_Directions_
Restate the records so that not a single word differs.

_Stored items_

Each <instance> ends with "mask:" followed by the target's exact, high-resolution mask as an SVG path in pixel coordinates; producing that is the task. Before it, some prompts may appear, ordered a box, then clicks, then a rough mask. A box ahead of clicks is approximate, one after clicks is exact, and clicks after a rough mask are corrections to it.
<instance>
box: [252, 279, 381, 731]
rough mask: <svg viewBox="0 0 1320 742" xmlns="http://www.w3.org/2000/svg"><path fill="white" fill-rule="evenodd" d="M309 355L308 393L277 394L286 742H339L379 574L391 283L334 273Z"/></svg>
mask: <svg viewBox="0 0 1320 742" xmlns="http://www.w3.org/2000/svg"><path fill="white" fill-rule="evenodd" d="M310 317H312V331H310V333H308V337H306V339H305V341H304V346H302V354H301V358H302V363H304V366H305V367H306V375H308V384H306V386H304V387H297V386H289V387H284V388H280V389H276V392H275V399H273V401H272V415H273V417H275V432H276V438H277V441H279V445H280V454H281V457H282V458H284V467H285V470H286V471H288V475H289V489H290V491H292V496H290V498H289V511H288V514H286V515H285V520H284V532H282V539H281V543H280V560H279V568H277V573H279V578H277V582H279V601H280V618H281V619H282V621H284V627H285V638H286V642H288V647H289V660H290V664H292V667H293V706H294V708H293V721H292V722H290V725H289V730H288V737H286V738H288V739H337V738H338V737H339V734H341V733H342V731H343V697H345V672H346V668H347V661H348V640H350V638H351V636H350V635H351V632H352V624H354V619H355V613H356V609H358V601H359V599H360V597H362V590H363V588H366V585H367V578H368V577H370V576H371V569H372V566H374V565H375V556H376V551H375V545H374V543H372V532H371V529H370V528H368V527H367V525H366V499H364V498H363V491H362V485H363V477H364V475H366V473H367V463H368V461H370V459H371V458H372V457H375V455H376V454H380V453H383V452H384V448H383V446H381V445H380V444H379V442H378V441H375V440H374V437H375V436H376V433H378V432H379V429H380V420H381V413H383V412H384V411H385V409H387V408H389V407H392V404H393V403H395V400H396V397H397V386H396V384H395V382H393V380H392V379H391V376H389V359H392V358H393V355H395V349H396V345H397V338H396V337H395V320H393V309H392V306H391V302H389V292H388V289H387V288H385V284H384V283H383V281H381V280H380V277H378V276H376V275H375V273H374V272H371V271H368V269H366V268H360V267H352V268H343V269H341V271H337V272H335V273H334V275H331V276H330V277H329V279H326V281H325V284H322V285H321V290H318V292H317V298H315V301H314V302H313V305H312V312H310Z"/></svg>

_Answer for this exercise_
Each <instance> ends with "mask:" followed by the target's exact, high-resolution mask as an SVG path in pixel coordinates; producing that is the task. Before it, some prompts may appear, ordered a box, then clicks, then a rough mask. A box ahead of clicks is approximate, one after clicks is exact, and clicks after a rough mask are corrections to it.
<instance>
box: [252, 279, 381, 731]
rough mask: <svg viewBox="0 0 1320 742" xmlns="http://www.w3.org/2000/svg"><path fill="white" fill-rule="evenodd" d="M309 355L308 393L277 394L286 742H339L379 574L391 283L334 273Z"/></svg>
mask: <svg viewBox="0 0 1320 742" xmlns="http://www.w3.org/2000/svg"><path fill="white" fill-rule="evenodd" d="M310 317H312V331H310V333H308V337H306V339H305V341H304V346H302V354H301V358H302V363H304V366H305V367H306V375H308V384H306V386H304V387H297V386H289V387H284V388H280V389H276V392H275V399H273V401H272V415H273V417H275V432H276V438H277V441H279V445H280V454H281V457H282V458H284V467H285V470H286V471H288V475H289V489H290V491H292V496H290V498H289V511H288V514H286V515H285V520H284V532H282V539H281V543H280V560H279V568H277V573H279V578H277V582H279V601H280V618H281V619H282V621H284V627H285V638H286V642H288V647H289V660H290V664H292V667H293V706H294V708H293V721H292V722H290V725H289V730H288V737H286V738H288V739H337V738H338V737H339V734H341V733H342V731H343V697H345V672H346V668H347V661H348V640H350V638H351V636H350V635H351V632H352V624H354V619H355V613H356V609H358V601H359V599H360V597H362V590H363V588H366V585H367V578H368V577H370V576H371V569H372V566H374V565H375V556H376V551H375V545H374V543H372V532H371V529H370V528H368V527H367V525H366V499H364V498H363V491H362V485H363V477H364V475H366V473H367V463H368V461H370V459H371V458H372V457H375V455H376V454H380V453H383V452H384V448H383V446H381V445H380V444H379V442H378V441H375V440H374V437H375V436H376V433H378V432H379V429H380V420H381V413H383V412H384V411H385V409H387V408H389V407H392V404H393V403H395V400H396V397H397V386H396V384H395V382H393V380H392V379H391V376H389V359H392V358H393V355H395V349H396V345H397V338H396V337H395V320H393V309H392V306H391V302H389V292H388V289H387V288H385V284H384V283H383V281H381V280H380V277H378V276H376V275H375V273H374V272H371V271H368V269H366V268H360V267H352V268H343V269H341V271H337V272H335V273H334V275H331V276H330V277H329V279H326V281H325V284H322V285H321V290H318V292H317V298H315V301H314V302H313V305H312V312H310Z"/></svg>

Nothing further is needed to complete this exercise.